**WHAT YOU WILL DO**.
Reproduce the stretch from the start of the entries through the line containing "column 548, row 365", both ends included. Leave the pictures out of the copy.

[Entries held in a dataset]
########

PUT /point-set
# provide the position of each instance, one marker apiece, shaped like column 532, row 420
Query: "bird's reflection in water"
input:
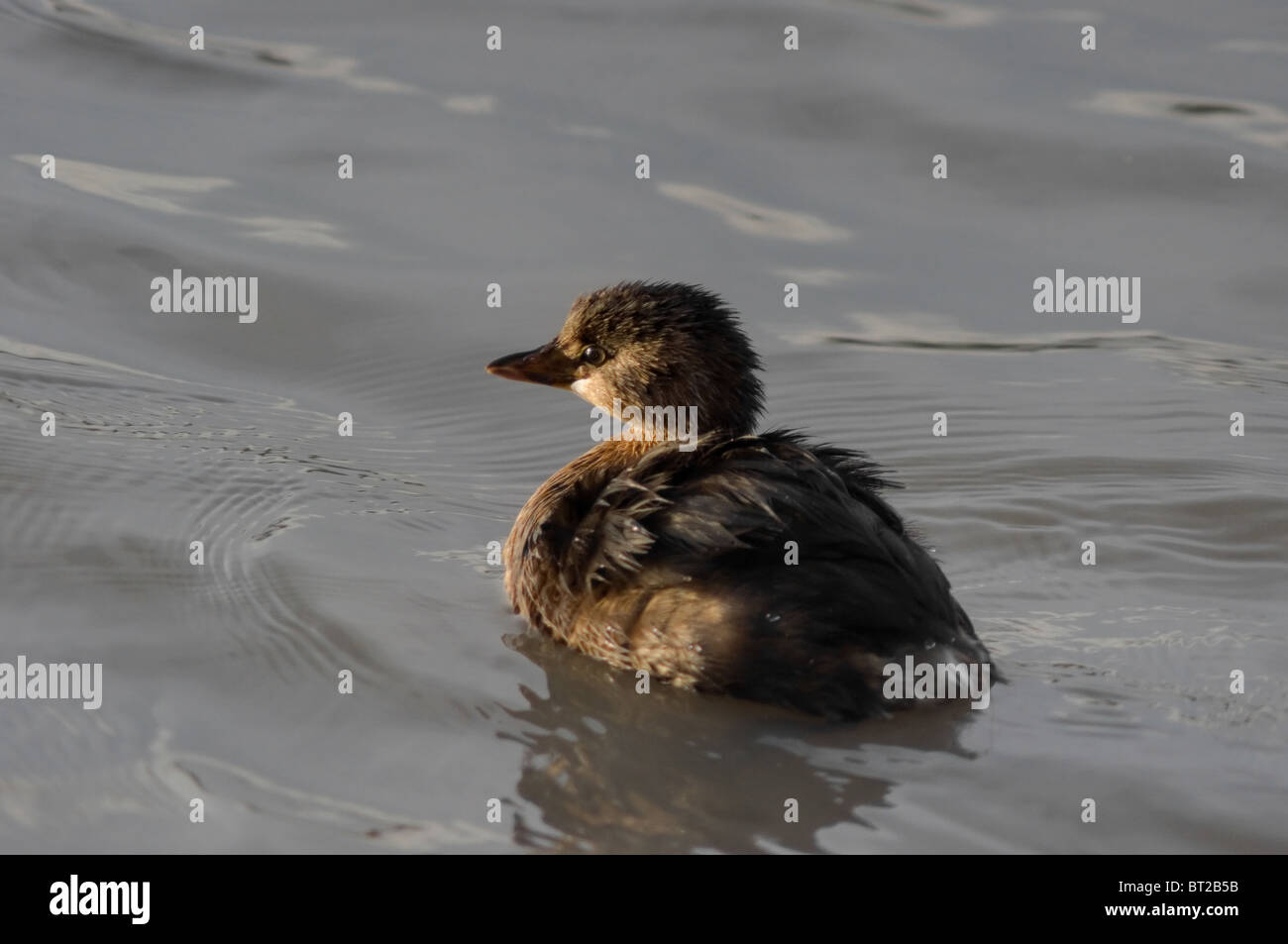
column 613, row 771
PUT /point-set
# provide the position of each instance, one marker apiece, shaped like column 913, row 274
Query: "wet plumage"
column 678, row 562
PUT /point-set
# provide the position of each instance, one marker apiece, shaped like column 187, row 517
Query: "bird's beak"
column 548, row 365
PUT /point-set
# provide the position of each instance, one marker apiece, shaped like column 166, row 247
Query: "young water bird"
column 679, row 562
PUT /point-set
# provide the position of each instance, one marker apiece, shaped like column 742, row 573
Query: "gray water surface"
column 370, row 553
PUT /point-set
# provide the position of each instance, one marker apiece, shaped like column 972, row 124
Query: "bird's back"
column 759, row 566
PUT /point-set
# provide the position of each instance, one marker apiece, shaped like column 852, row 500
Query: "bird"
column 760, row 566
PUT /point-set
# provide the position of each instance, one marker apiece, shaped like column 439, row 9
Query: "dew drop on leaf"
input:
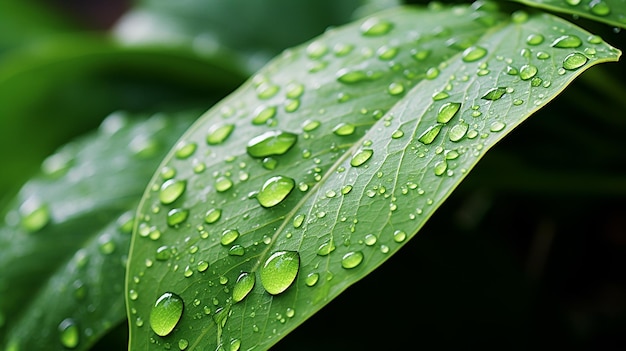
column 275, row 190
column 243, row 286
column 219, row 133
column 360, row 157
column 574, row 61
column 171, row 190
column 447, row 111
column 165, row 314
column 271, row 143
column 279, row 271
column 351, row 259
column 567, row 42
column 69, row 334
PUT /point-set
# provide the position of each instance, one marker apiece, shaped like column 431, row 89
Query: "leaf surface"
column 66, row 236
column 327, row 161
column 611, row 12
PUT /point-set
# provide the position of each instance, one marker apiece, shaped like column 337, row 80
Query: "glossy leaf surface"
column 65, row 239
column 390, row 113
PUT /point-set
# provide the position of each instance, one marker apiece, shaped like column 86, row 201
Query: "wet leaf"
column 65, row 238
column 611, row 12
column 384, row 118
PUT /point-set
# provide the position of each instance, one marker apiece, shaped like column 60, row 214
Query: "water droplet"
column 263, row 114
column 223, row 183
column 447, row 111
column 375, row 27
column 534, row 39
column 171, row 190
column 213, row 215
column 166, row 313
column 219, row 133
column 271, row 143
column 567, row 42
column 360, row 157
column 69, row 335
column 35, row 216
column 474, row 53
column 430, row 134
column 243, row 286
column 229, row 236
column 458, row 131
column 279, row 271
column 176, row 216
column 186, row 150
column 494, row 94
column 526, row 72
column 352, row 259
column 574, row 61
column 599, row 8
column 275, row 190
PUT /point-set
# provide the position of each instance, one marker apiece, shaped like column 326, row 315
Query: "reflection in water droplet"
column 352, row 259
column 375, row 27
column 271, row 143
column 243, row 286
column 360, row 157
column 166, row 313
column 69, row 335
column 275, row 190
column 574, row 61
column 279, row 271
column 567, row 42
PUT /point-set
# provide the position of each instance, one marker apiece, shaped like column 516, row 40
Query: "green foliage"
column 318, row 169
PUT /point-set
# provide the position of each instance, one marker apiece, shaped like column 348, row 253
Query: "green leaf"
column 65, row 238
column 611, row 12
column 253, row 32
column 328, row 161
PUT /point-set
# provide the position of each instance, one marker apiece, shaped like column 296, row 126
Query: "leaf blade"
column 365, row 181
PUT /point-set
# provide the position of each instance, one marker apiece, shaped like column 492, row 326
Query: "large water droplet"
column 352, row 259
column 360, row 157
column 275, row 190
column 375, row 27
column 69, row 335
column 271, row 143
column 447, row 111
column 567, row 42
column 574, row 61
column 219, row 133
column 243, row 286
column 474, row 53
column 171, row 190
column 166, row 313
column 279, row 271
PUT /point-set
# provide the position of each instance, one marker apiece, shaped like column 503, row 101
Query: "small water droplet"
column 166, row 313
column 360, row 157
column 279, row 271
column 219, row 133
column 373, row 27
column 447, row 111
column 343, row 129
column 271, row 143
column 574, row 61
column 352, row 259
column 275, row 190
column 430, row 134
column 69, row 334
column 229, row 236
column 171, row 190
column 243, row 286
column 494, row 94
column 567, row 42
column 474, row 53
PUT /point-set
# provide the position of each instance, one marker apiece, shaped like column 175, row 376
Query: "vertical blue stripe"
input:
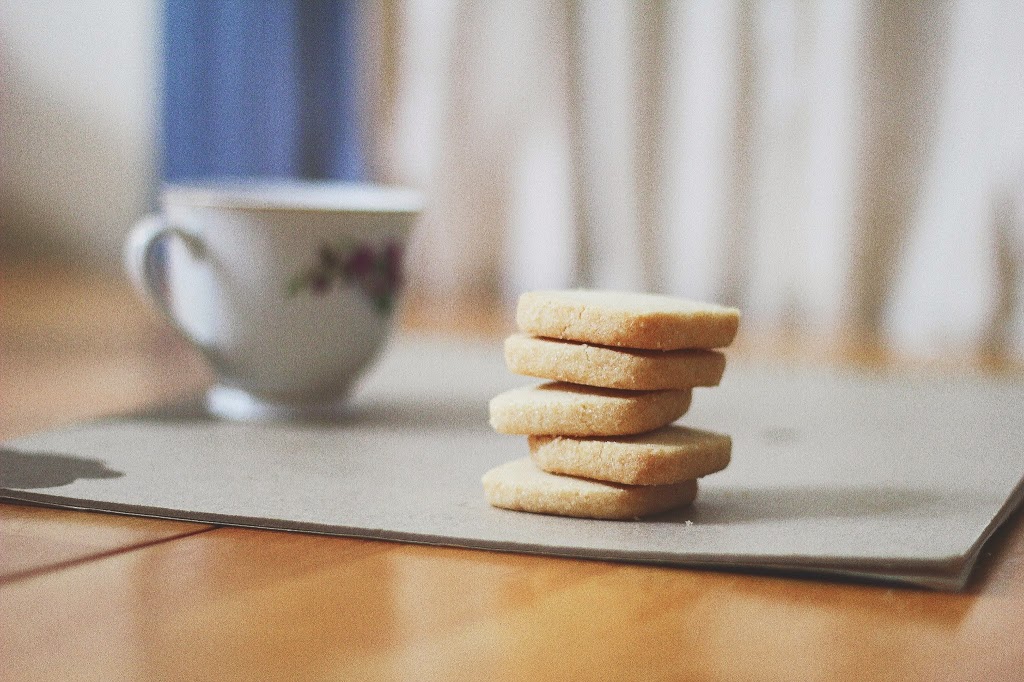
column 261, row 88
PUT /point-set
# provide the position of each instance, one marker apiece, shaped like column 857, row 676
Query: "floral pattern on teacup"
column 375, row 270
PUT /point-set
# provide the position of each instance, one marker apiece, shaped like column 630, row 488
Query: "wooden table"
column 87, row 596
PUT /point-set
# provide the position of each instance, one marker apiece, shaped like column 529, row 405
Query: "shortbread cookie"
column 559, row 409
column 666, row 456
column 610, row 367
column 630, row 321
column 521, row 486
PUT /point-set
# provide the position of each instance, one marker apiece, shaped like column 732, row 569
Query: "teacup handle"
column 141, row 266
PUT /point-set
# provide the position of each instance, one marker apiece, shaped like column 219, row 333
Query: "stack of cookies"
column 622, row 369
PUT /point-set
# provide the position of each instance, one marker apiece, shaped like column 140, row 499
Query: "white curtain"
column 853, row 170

########

**COMPLETE OUTPUT**.
PUT /point-set
# provide the position of each instance, one marker apiece, shaped like column 532, row 420
Query: "bird's reflection in water"
input:
column 613, row 771
PUT /point-set
# provide the position of each instance, one marker apiece, shaped like column 913, row 274
Query: "wet plumage"
column 678, row 562
PUT /point-set
# provide the position of each instance, one marker apiece, shaped like column 187, row 517
Query: "bird's beak"
column 548, row 365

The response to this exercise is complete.